__Saved data entries__.
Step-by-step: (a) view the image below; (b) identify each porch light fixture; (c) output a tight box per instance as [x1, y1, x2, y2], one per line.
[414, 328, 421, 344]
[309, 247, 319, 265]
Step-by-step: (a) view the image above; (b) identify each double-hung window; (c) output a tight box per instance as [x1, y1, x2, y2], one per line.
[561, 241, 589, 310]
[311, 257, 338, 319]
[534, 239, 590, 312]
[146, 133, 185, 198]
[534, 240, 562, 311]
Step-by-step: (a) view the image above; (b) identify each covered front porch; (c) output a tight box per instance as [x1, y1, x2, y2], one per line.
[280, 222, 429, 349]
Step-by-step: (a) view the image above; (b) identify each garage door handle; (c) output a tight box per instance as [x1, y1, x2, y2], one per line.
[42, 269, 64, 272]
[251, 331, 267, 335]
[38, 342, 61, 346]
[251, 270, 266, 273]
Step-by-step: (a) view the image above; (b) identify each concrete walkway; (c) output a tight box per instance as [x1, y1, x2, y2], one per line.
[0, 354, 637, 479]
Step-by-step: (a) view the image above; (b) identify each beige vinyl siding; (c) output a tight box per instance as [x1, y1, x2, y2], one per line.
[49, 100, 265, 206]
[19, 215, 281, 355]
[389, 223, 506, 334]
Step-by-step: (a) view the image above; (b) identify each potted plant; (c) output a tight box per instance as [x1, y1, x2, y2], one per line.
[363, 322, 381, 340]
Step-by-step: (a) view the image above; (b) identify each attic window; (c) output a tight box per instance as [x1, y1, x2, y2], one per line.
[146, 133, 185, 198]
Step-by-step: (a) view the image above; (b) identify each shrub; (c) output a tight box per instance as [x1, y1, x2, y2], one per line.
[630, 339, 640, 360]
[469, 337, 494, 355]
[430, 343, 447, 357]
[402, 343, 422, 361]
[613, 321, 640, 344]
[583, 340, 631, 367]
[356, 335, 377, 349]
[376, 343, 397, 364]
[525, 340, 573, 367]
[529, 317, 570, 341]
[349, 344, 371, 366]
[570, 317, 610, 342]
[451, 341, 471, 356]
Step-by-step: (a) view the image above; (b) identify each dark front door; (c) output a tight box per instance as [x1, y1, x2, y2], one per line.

__Directions__. Transcribe all of the data above, character for character.

__Problem solution__.
Step-by-step: (a) view the image below; (b) identify each porch light fixture; (c) output a tight box per instance as [x1, y1, x2, y2], one per line.
[414, 328, 421, 344]
[309, 247, 319, 265]
Step-by-step: (a) view the image above; (b) identify each double-hung window; (c) output a tight box per instance as [x1, y1, x2, y2], one per line.
[561, 241, 589, 310]
[311, 257, 338, 319]
[534, 239, 590, 312]
[146, 133, 185, 198]
[534, 240, 562, 311]
Step-by-step: (a) view the image above; (b) identify each covered front porch; (c) output a tight box per instance as [x1, y1, x2, y2], one per line.
[280, 222, 429, 349]
Step-by-step: (a) view the image above; (b) identify each garage door handle; (c) output a tight box per instance as [x1, y1, x2, y2], one per line.
[42, 269, 64, 272]
[251, 331, 267, 335]
[38, 342, 61, 346]
[251, 270, 266, 273]
Step-by-step: (a) view the image above; (b) identify each concrete walkway; (c) output a tight box per instance as [x1, y1, x2, y2], one per line.
[0, 354, 637, 479]
Step-by-step: (a) view the image above; (b) identify each beige vinyl siding; (c) output a tight box per instance as [x1, y1, x2, y2], one per line.
[49, 100, 265, 206]
[19, 215, 281, 355]
[389, 223, 506, 334]
Step-by-step: (a) view the image above; (b) identify each potted plant; (c) output a tight box per instance as [x1, y1, x2, y2], one per line.
[363, 322, 381, 340]
Step-by-step: (a) view the image above; (b) identify each attic window; (c) output a tight box per instance as [x1, y1, x2, y2], one per line.
[146, 133, 185, 198]
Step-by-step: (a) view the image above; (b) identify each shrub; (c) output a tight box per instance as [x1, y1, x2, y2], one per line.
[630, 339, 640, 360]
[469, 337, 494, 355]
[430, 343, 447, 357]
[402, 343, 422, 361]
[613, 321, 640, 344]
[583, 340, 631, 367]
[356, 335, 377, 349]
[376, 343, 397, 364]
[525, 340, 573, 367]
[529, 317, 570, 341]
[349, 344, 371, 366]
[570, 317, 610, 342]
[451, 341, 471, 356]
Step-by-step: (a) view the image above; (b) identify each dark front door; (c) output a tight box per instance as [x1, y1, x2, y2], one per line.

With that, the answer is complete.